**TEXTO DEL DOCUMENTO**.
******************************
En efecto; si ya muchas veces es innecesario aplicar (ya no digamos solo citar) a la Convención Interamericana de Derechos Humanos, o al Pacto Internacional de Derechos Civiles y Políticos, nuestros magistrados -que por conocer, conocen mucho- aplican instrumentos raros como las reglas de la Isla Margarita para la temperatura de los pollos o los criterios de Basilea para la conservación de los incunables. Para algunos magistrados, cualquier acuerdo internacional se incorpora de inmediato al derecho interno, crea posiciones jurídicas subjetivas y da lugar a hermosas condenas.
Si esto ya es en cierto modo reprochable, mucho más lo es el hecho de que cuando se producen de verdad atropellos a los derechos fundamentales de las personas (masacre de mujeres, apaleo de transexuales, desvirtuación del derecho de sufragio, desconocimiento de la presunción de inocencia o vulneración de la libertad de conciencia mediante la imposición de creencias religiosas), para los jueces se acabó el internacionalismo jurídico: en Salta rige la costumbre (o el código gaucho) y al que no le gusta que se jorobe.
Cuando la cultura jurídica es tan excelsa y los magistrados son tan eruditos, lo menos que el ciudadano puede esperar es que quienes tienen atribuido el poder de proteger a las personas de los abusos y de los crímenes más abyectos no miren para otro lado cuando se producen las violaciones más graves a los derechos fundamentales.
******************************
**INFORMACIÓN PROPORCIONADA**.
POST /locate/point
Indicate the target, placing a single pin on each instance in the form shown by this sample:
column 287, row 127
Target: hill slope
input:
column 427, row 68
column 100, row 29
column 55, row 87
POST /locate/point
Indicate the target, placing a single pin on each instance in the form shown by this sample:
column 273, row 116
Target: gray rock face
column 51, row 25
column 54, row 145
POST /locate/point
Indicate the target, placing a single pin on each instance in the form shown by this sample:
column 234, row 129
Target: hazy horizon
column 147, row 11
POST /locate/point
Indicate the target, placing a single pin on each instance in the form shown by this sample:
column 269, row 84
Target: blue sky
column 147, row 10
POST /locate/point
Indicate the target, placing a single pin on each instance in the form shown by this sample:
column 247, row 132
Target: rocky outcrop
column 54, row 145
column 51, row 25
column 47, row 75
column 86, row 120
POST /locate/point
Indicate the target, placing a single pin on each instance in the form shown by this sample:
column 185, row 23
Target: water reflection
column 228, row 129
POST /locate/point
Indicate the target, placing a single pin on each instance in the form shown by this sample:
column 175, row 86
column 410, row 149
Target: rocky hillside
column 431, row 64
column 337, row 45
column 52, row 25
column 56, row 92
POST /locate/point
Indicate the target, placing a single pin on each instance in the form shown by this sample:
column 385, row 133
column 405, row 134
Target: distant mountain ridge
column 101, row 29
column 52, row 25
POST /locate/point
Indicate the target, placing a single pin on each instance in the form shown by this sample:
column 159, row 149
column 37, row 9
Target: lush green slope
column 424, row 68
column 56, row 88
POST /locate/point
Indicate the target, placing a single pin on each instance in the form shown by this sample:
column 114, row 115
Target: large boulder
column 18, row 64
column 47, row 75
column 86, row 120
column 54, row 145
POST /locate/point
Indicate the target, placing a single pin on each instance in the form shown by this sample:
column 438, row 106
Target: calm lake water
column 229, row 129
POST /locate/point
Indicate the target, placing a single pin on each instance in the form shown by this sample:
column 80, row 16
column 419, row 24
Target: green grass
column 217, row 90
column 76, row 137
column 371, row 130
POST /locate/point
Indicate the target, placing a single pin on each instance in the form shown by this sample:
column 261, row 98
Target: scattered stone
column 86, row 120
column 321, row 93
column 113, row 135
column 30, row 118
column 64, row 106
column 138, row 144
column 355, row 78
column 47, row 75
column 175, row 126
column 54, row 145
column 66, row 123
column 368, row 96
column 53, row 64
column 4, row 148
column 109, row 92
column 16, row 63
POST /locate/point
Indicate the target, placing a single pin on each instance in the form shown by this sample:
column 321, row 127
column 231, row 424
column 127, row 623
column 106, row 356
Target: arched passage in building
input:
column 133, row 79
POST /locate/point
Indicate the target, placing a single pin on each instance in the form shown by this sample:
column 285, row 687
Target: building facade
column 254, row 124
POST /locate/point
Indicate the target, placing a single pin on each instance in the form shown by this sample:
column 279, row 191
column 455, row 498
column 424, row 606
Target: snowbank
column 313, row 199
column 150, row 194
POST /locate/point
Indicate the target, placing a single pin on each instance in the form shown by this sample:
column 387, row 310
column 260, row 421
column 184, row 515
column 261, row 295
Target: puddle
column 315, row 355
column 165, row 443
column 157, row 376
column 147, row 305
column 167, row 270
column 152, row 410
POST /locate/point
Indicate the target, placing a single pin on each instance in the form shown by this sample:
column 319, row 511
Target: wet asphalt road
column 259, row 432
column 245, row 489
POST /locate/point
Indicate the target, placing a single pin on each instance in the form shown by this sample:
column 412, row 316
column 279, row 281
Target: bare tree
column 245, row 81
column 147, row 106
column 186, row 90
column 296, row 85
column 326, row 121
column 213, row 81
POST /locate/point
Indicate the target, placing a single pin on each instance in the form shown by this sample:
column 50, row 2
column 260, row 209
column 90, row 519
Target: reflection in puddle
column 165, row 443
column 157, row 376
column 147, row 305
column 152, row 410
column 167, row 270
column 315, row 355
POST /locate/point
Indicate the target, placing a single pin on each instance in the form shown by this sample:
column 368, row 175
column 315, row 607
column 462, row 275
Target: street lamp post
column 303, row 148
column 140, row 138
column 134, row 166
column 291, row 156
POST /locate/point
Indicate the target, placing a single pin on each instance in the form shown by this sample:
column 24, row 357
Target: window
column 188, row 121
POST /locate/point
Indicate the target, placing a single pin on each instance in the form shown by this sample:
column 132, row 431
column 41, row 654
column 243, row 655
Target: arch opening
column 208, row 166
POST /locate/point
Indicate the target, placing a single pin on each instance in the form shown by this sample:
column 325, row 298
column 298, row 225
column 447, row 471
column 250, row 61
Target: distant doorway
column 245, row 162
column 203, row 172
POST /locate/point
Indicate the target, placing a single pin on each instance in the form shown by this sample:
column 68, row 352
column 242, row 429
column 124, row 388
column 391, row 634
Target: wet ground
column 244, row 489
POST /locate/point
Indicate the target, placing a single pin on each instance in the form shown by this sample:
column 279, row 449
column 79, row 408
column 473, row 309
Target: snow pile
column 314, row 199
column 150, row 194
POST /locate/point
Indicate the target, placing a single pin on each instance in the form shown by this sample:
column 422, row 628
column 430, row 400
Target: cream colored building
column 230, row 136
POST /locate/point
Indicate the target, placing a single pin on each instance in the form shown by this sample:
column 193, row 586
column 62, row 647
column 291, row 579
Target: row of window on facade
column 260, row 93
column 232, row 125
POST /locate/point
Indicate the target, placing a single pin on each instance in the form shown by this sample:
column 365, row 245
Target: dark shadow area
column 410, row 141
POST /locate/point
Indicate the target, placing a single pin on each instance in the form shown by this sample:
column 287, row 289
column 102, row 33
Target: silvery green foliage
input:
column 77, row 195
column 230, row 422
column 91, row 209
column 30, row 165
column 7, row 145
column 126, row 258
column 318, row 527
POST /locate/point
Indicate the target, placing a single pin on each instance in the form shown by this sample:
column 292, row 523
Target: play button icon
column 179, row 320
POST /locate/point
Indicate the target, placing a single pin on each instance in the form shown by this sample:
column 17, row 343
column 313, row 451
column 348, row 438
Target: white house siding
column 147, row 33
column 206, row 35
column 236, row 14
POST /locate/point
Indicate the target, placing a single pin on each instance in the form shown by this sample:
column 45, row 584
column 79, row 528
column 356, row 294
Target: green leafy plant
******************************
**EJERCICIO PROPUESTO 1**.
Responde con datos del texto sobre los magistrados de Salta:
(a) ¿Qué dos instrumentos raros aplican los magistrados, según el primer párrafo?
(b) ¿Qué rige en Salta cuando se acaba el internacionalismo jurídico?
(c) ¿Qué es lo menos que el ciudadano puede esperar de quienes tienen el poder de proteger a las personas?
**EJERCICIO PROPUESTO 2**.
Prolonga el texto sobre los magistrados de Salta a partir de su última oración.

**RESPUESTA ESCRITA 1**.
(a) Las reglas de la Isla Margarita para la temperatura de los pollos y los criterios de Basilea para la conservación de los incunables.
(b) La costumbre (o el código gaucho).
(c) Que no miren para otro lado cuando se producen las violaciones más graves a los derechos fundamentales.

**RESPUESTA ESCRITA 2**.
De nada vale invocar la Declaración Universal de los Derechos Humanos en un expediente judicial de mal estacionamiento, y luego hacer como que ese instrumento no existe para encarcelar a personas inocentes, como Santos Clemente Vera, que purga una absurda pena de prisión perpetua después de que un tribunal integrado por jueces sin experiencia decidiera reinterpretar a su antojo una prueba, sin darle a quienes la produjeron la más mínima oportunidad de expresarse nuevamente, ni al reo -que había sido absuelto en un juicio plenamente contradictorio- la oportunidad de defender nuevamente su inocencia.
En resumen, que en Salta somos jurídicamente cosmopolitas e internacionales cuando ello conviene al poder (o cuando nos podemos congraciar con él) y somos cerradamente gauchos e impenitentemente localistas cuando la aplicación de las normas internacionales amenaza con conmover la solidez del edificio que sostiene los privilegios y asegura la impunidad de los poderosos.